THE PROBLEM: Please copy the leading lines of the entries below exactly, concluding with the line in which "692L681 590L668 546L537" occurs.

[Saved data entries]
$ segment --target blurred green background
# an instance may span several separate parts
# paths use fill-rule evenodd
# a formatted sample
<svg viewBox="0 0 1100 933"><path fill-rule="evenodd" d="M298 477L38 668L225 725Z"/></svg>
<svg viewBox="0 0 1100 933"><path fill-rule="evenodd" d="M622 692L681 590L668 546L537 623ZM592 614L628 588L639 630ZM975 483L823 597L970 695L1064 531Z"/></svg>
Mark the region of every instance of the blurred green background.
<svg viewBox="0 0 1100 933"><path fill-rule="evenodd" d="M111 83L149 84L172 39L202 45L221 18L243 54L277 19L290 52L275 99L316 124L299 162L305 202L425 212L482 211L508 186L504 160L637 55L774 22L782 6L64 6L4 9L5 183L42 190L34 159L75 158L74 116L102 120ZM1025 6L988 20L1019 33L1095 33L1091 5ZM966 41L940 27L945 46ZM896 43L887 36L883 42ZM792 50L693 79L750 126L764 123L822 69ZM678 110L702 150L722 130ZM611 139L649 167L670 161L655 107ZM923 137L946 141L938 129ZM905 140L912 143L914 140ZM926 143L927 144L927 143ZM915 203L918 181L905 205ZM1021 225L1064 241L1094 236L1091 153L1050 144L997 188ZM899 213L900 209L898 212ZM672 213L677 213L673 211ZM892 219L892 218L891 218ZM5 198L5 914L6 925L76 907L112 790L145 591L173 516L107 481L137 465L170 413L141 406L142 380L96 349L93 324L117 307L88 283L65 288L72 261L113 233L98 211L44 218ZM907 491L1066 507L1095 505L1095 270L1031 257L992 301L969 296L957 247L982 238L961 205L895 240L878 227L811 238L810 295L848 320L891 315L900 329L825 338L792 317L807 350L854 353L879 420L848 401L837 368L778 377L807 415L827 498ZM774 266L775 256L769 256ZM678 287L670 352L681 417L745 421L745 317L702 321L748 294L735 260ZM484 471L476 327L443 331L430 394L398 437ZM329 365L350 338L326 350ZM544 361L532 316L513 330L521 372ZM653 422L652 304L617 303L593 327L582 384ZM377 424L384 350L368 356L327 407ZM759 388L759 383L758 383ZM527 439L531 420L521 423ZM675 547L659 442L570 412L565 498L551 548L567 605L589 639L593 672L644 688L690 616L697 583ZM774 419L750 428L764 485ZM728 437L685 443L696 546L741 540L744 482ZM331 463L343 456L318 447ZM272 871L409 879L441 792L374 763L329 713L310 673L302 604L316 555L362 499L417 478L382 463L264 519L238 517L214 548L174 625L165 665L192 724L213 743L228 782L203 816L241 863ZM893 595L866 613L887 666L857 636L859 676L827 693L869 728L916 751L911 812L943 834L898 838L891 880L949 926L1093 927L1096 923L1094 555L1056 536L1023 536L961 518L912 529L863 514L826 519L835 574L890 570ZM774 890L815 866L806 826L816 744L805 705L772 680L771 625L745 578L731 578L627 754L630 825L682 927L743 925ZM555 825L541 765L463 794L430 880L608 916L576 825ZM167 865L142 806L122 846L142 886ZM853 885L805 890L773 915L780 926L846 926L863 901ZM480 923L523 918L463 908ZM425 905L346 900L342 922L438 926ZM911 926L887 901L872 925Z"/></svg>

SOLUTION FOR THIS PROBLEM:
$ segment --target blurred green background
# an instance may span several separate parts
# paths use fill-rule evenodd
# a formatted sample
<svg viewBox="0 0 1100 933"><path fill-rule="evenodd" d="M298 477L38 668L225 725Z"/></svg>
<svg viewBox="0 0 1100 933"><path fill-rule="evenodd" d="M622 692L681 590L668 546L537 623ZM592 614L628 588L639 630ZM975 483L823 597L970 695L1064 531Z"/></svg>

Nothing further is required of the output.